# Job:
Output the material beneath this task exactly, images excluded.

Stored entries
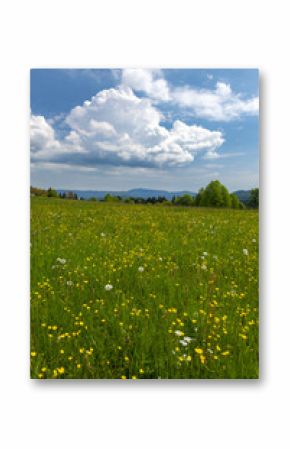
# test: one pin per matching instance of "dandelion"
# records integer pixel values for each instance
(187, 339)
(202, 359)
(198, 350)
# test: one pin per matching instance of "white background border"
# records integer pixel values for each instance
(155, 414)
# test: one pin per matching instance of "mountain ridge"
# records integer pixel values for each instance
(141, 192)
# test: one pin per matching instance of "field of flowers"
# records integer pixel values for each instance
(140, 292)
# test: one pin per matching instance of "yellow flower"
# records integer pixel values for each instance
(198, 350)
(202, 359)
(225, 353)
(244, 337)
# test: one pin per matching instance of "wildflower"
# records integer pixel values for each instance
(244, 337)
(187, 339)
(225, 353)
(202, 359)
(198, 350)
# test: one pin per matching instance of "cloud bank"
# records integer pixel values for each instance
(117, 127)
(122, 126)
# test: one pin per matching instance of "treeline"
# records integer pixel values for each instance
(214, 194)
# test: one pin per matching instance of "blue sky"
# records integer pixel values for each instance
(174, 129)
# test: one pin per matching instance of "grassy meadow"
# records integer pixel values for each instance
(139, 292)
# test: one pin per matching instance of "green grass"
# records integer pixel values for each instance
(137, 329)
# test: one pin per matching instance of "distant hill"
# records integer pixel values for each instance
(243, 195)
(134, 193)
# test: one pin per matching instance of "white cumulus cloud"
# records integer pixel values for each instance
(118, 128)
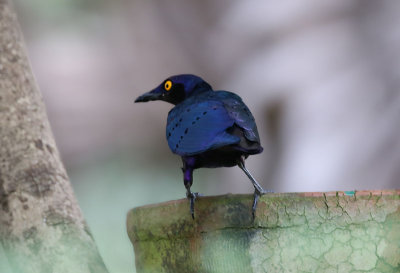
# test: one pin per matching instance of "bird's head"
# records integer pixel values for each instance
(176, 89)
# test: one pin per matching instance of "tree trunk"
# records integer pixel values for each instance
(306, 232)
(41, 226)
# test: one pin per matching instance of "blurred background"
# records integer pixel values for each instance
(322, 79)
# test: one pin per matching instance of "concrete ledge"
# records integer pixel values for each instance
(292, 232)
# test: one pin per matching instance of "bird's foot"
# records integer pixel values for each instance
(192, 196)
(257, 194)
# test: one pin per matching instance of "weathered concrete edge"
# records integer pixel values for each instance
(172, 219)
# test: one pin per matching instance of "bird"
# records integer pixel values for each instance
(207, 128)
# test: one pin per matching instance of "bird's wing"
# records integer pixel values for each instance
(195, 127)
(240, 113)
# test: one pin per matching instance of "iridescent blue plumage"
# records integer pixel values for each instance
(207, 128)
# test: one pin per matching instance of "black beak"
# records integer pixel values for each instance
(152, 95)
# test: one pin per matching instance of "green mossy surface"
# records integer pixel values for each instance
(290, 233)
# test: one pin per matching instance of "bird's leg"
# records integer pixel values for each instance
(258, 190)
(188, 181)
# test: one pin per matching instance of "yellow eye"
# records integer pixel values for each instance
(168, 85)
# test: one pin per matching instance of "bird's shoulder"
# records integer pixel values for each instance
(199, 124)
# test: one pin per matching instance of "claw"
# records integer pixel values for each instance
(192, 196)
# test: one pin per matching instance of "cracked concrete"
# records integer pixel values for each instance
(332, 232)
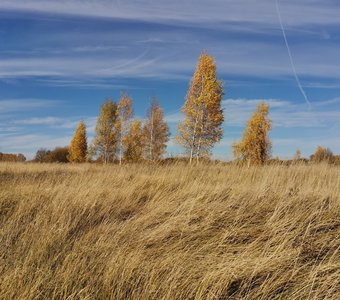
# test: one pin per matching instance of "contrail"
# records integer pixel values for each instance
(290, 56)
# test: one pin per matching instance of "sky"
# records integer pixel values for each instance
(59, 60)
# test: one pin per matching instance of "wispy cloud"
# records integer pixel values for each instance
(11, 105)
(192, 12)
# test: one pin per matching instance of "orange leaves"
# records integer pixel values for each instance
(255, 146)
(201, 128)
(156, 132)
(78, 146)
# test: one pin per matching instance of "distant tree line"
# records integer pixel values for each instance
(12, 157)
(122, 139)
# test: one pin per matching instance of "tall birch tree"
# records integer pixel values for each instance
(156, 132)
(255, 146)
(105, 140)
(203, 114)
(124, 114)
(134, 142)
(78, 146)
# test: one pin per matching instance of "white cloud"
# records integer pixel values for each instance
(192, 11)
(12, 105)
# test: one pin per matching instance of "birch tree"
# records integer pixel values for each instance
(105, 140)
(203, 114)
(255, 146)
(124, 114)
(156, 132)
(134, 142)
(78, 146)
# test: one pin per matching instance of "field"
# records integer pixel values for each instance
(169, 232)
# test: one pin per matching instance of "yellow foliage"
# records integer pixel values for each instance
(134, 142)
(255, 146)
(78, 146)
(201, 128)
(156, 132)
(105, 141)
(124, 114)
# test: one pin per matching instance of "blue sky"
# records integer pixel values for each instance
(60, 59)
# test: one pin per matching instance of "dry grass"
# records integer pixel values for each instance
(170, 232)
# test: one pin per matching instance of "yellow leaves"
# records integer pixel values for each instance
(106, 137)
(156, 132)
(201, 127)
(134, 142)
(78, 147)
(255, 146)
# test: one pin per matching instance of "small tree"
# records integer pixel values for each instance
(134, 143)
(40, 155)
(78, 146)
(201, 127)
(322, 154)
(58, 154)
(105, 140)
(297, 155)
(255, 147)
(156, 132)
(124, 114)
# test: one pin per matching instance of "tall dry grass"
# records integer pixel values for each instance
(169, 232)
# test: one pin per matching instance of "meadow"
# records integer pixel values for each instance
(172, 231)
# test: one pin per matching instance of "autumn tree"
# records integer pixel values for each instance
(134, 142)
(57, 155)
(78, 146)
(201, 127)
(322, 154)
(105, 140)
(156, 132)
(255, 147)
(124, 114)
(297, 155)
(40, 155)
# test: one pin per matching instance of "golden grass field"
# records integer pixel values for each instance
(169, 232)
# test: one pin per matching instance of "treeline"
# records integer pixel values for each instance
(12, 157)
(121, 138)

# The answer:
# test: one pin per matching instance of "dandelion"
# records integer pixel values for each instance
(187, 339)
(202, 359)
(198, 350)
# test: one pin per matching instance of "white background border"
# records integer pixel values for each instance
(155, 414)
# test: one pin per matching instance of "mountain ridge"
# records integer pixel values for each instance
(141, 192)
# test: one pin per matching instance of "field of flowers"
# records integer pixel values for each instance
(140, 292)
# test: one pin per matching instance of "yellow flower"
# records integer pixel values for each instance
(198, 350)
(202, 359)
(225, 353)
(244, 337)
# test: one pin per matching instance of "wildflower"
# records integer pixel values for each instance
(244, 337)
(187, 339)
(225, 353)
(202, 359)
(198, 350)
# test: one pin per matching instance of "cloud bank"
# records integer pixel values for each instance
(117, 127)
(122, 126)
# test: one pin per matching instance of "treeline"
# records integer pixel values for each instance
(214, 194)
# test: one pin per matching instance of "blue sky"
# records integer pixel values for each instance
(174, 129)
# test: one pin per matching instance of "grassy meadow"
# records integer pixel values for each instance
(139, 292)
# test: one pin per matching instance of "green grass"
# records integer pixel values for each instance
(137, 329)
# test: one pin per matching instance of "distant hill"
# records integer pixel values for each instance
(243, 195)
(134, 193)
# test: one pin per matching instance of "white cumulus cloud"
# records integer pixel values for each instance
(118, 128)
# test: one pin per matching instance of "bird's head"
# records integer pixel values for each instance
(176, 89)
# test: one pin per matching instance of "tree trunk"
# records integer pixel values for each instance
(306, 232)
(41, 226)
# test: one pin per matching instance of "blurred background"
# records integer pixel values for each instance
(322, 79)
# test: one pin per matching instance of "concrete ledge"
# records integer pixel values for each instance
(292, 232)
# test: one pin per matching instance of "bird's foot"
# records integer pixel values for each instance
(192, 196)
(257, 194)
# test: one pin per matching instance of "weathered concrete edge"
# records integer pixel values for each instance
(172, 219)
# test: one pin per matching instance of "bird"
# records integer pixel values for each instance
(207, 128)
# test: one pin per matching instance of "bird's wing"
# records integer pixel values for each instance
(195, 127)
(240, 113)
# test: one pin per matching instance of "iridescent blue plumage"
# records integer pixel values for each instance
(207, 128)
# test: one pin per matching instance of "black beak"
# records integer pixel values for each instance
(152, 95)
# test: one pin per matching instance of "green mossy surface"
# records integer pixel values for each instance
(290, 233)
# test: one pin per matching instance of "bird's leg"
# records integer pixel values for each instance
(258, 190)
(188, 181)
# test: one pin per matching instance of "yellow eye"
# records integer pixel values for each instance
(168, 85)
# test: one pin per matching instance of "bird's shoulder"
# records integer pixel values for each instance
(199, 124)
# test: one pin per matching instance of "claw"
# records integer pixel values for each instance
(192, 196)
# test: one pin per matching instance of "cracked concrete"
# records integer pixel values for each instance
(332, 232)
# test: one pin per matching instance of "contrail"
# records integer pixel values for each instance
(290, 56)
# test: one pin per matching instance of "sky"
# records integer pixel values for each instance
(59, 60)
# test: one pin per matching instance of "wispy cloud"
# records integer pixel values for each instance
(11, 105)
(192, 12)
# test: one pin per matching instance of "orange leaves"
# records integer pixel values for each instance
(255, 146)
(201, 128)
(156, 132)
(78, 146)
# test: one pin per matching instance of "distant tree line"
# records integer pixel values for each instance
(12, 157)
(122, 139)
# test: one pin per matching instance of "tall birch tree"
# records integer pixel values for each instance
(156, 132)
(255, 146)
(105, 140)
(203, 114)
(124, 114)
(134, 142)
(78, 146)
# test: one pin per matching instance of "white cloud"
# records integer pixel values for each instance
(192, 11)
(12, 105)
# test: one pin per matching instance of "birch tree"
# records integer pixel values for each instance
(105, 140)
(203, 114)
(255, 146)
(124, 114)
(156, 132)
(134, 142)
(78, 146)
# test: one pin per matching instance of "field"
# records integer pixel values for each instance
(169, 232)
# test: one pin per matching instance of "yellow foliage"
# records integer pixel values for each instance
(134, 142)
(255, 146)
(78, 146)
(201, 128)
(156, 132)
(105, 141)
(124, 114)
# test: one pin per matching instance of "blue sky"
# records integer pixel values for each instance
(60, 59)
# test: one pin per matching instance of "dry grass"
# records integer pixel values for each instance
(170, 232)
# test: one pin per matching instance of "yellow leaves"
# records integer pixel values for each instance
(106, 137)
(156, 132)
(201, 127)
(134, 142)
(78, 147)
(255, 146)
# test: one pin per matching instance of "small tree"
# records integer pixel values for each instance
(134, 143)
(40, 155)
(78, 146)
(201, 127)
(322, 154)
(58, 154)
(105, 140)
(297, 155)
(255, 147)
(156, 132)
(124, 114)
# test: one pin per matching instance of "tall dry grass"
# records integer pixel values for each instance
(169, 232)
# test: one pin per matching instance of "meadow"
# records integer pixel values for each instance
(172, 231)
# test: one pin per matching instance of "autumn tree"
# records integer pixel values for each instance
(134, 142)
(57, 155)
(78, 146)
(201, 127)
(322, 154)
(105, 140)
(156, 132)
(255, 147)
(124, 114)
(297, 155)
(40, 155)
# test: one pin per matching instance of "golden grass field"
# records integer pixel values for each instance
(169, 232)
# test: one pin per matching instance of "treeline"
# records integer pixel values for each instance
(12, 157)
(121, 138)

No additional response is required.